看到一道sql题目,比较感兴趣,就做了下
题目如下:
主要思路1:
- 使用用户变量+笛卡尔积生成时间维度表
- 通过时间维度表和每次停车信息再做笛卡尔积
- 对时间进行分组求和即可
思路2:
- 计算时间间隔,使用space填充,然后split分割后使用posexplode炸开并获得索引,用索引乘以3600即可获得每个小时的维度表
建表如下:
mysql代码如下:
select substring(tt.dim_time,1,13) as hh,count(*)
from (
select id, plate_no, from_unixtime(unix_timestamp(t.inttime)),
from_unixtime(unix_timestamp(if(t.outtime='',current_date(),t.outtime))),from_unixtime(t3.dim_time) dim_time
from t,(
select case when @dim_timestamp then @dim_timestamp:=@dim_timestamp+3600 else 0 end dim_time
from (select @dim_timestamp:=(select min(unix_timestamp(time))
from (select inttime time
from t
union
select if(outtime='',current_date(),outtime) time
from t)T1))T2,
(select 1 union select 2)t4,
(select 1 union select 2 union select 3)t5,
(select 1 union select 2 union select 3 union select 4)t6,
(select 1 union select 2 union select 3 union select 4 union select 5)t7,
(select 1 union select 2 union select 3 union select 4 union select 5 union select 6)t8,
(select 1 union select 2 union select 3 union select 4 union select 5 union select 6 union select 7)t9
)t3
where from_unixtime(t3.dim_time)>from_unixtime(unix_timestamp(t.inttime))
and from_unixtime(t3.dim_time)<from_unixtime(unix_timestamp(if(outtime='',current_date(),outtime)))
)tt
group by tt.dim_time;
输出结果如下
Hive代码如下:
with
t1 as (
select max(outtime) max_time
from parkrecode
),
t2 as (
select p.id,p.plate_no,p.inttime,coalesce(p.outtime,t.max_time) outtime
from parkrecode p
cross join t1 t
where substr(inttime,1,10)!=substr(outtime,1,10)),
t3 as (
select id,plate_no inhour,from_unixtime(unix_timestamp(inttime,'yyyyMMddHHmmss'))
start_date,
from_unixtime(unix_timestamp(outtime,'yyyyMMddHHmmss')-3600) end_date
from t2
),
t4 as (
select t3.id,t3.inhour,from_unixtime(unix_timestamp(start_date)+pos*3600,'yyyyMMddHH')
stop_hour
from t3
lateral view posexplode(split(space(hour(end_date)-hour(start_date)+
(datediff(end_date,start_date))*24),''))t as pos,val)
select stop_hour,count(inhour)
from t4
group by stop_hour;

*问题*:
1 – 请返回SQL解题文章中从“看到一道sql题目,比较感兴趣,就做了下”开始、到“substring(tt.dim_time,1,13) as hh,count(*)”结束的原文，一字不改。
2 – 请只把数据部分里从开头起、到含有“top-left (386, 188), bottom-right (412, 215)”的那一行止的各行（首尾两行都包括）改写成两列CSV，列名为“指令”和“答案”：每段文字连同其答案占一行，两者各放在一个带引号的字段中，换行一律改为空格。图片占位不要写进结果。
SQL解题文章与数据部分的行彼此独立，互不相关。

*数据部分*:

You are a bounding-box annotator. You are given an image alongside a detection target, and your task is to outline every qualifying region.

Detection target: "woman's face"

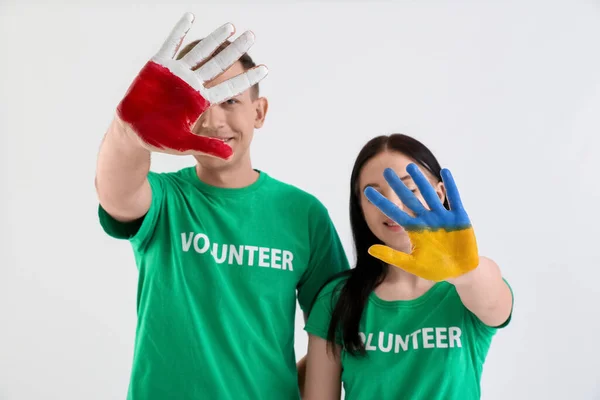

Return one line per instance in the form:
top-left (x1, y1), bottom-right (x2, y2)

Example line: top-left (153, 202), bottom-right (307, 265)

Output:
top-left (358, 150), bottom-right (445, 253)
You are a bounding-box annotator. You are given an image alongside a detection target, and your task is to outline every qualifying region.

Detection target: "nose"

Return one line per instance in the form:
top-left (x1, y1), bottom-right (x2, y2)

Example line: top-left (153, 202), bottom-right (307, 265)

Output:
top-left (195, 105), bottom-right (225, 131)
top-left (386, 188), bottom-right (412, 215)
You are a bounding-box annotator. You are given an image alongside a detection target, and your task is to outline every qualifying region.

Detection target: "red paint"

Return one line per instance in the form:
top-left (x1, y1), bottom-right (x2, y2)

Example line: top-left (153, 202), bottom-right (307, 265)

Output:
top-left (117, 61), bottom-right (232, 159)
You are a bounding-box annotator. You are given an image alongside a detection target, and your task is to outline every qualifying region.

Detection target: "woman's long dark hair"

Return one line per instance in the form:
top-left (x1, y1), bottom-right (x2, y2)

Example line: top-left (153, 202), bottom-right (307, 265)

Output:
top-left (327, 134), bottom-right (448, 355)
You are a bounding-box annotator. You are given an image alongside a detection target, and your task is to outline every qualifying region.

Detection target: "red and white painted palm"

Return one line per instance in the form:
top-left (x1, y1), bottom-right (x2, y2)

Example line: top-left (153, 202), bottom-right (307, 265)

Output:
top-left (117, 13), bottom-right (268, 159)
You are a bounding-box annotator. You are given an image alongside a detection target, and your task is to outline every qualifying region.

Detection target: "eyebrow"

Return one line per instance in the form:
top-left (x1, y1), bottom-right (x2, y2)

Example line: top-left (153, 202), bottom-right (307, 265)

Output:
top-left (363, 175), bottom-right (412, 190)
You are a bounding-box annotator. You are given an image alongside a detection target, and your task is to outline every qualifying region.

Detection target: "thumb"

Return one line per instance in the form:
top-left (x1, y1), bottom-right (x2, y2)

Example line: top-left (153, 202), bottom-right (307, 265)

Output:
top-left (369, 244), bottom-right (414, 269)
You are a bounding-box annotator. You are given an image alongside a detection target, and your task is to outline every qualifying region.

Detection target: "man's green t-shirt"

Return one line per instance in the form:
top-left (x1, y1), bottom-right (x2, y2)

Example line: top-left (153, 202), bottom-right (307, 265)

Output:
top-left (305, 278), bottom-right (512, 400)
top-left (99, 167), bottom-right (349, 400)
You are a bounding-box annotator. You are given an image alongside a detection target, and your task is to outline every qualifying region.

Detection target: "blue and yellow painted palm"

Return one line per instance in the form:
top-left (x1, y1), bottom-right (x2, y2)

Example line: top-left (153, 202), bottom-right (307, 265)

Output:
top-left (365, 164), bottom-right (479, 281)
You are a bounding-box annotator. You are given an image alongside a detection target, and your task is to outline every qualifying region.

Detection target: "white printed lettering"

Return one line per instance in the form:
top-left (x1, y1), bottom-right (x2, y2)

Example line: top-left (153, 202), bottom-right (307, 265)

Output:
top-left (181, 232), bottom-right (294, 271)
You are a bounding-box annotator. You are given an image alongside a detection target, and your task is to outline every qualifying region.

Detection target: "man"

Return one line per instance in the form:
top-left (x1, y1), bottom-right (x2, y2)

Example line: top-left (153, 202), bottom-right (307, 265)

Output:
top-left (96, 10), bottom-right (349, 400)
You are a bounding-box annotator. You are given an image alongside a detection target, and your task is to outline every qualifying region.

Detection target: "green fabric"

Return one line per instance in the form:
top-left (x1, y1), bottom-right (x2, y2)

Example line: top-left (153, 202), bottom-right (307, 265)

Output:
top-left (99, 168), bottom-right (349, 400)
top-left (305, 279), bottom-right (512, 400)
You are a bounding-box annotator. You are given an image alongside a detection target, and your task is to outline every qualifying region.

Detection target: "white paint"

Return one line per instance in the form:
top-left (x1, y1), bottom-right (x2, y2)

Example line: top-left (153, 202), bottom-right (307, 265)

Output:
top-left (0, 0), bottom-right (600, 400)
top-left (152, 12), bottom-right (268, 104)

*书面作答*:
1 –
看到一道sql题目,比较感兴趣,就做了下
题目如下:
主要思路1:
- 使用用户变量+笛卡尔积生成时间维度表
- 通过时间维度表和每次停车信息再做笛卡尔积
- 对时间进行分组求和即可
思路2:
- 计算时间间隔,使用space填充,然后split分割后使用posexplode炸开并获得索引,用索引乘以3600即可获得每个小时的维度表
建表如下:
mysql代码如下:
select substring(tt.dim_time,1,13) as hh,count(*)

2 –
指令,答案
"You are a bounding-box annotator. You are given an image alongside a detection target, and your task is to outline every qualifying region. Detection target: ""woman's face"" Return one line per instance in the form: top-left (x1, y1), bottom-right (x2, y2) Example line: top-left (153, 202), bottom-right (307, 265) Output:","top-left (358, 150), bottom-right (445, 253)"
"You are a bounding-box annotator. You are given an image alongside a detection target, and your task is to outline every qualifying region. Detection target: ""nose"" Return one line per instance in the form: top-left (x1, y1), bottom-right (x2, y2) Example line: top-left (153, 202), bottom-right (307, 265) Output:","top-left (195, 105), bottom-right (225, 131) top-left (386, 188), bottom-right (412, 215)"